Begin TASK DATA
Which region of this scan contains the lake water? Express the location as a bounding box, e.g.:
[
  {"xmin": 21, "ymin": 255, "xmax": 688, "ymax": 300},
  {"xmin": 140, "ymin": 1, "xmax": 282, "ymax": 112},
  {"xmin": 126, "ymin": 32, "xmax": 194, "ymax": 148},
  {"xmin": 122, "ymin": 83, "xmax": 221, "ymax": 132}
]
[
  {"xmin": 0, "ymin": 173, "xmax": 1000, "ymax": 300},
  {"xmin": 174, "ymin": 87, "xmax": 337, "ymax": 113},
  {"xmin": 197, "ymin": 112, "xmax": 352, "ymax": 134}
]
End TASK DATA
Rewrite the material above with "lake water" replaced by "river water" and every other part left unchanged.

Which region of this scan contains the river water? Express the location as a bounding box, e.g.:
[
  {"xmin": 21, "ymin": 255, "xmax": 688, "ymax": 300},
  {"xmin": 140, "ymin": 1, "xmax": 282, "ymax": 112},
  {"xmin": 126, "ymin": 32, "xmax": 194, "ymax": 148},
  {"xmin": 122, "ymin": 83, "xmax": 221, "ymax": 132}
]
[
  {"xmin": 0, "ymin": 173, "xmax": 1000, "ymax": 300},
  {"xmin": 174, "ymin": 87, "xmax": 337, "ymax": 113},
  {"xmin": 197, "ymin": 112, "xmax": 352, "ymax": 134}
]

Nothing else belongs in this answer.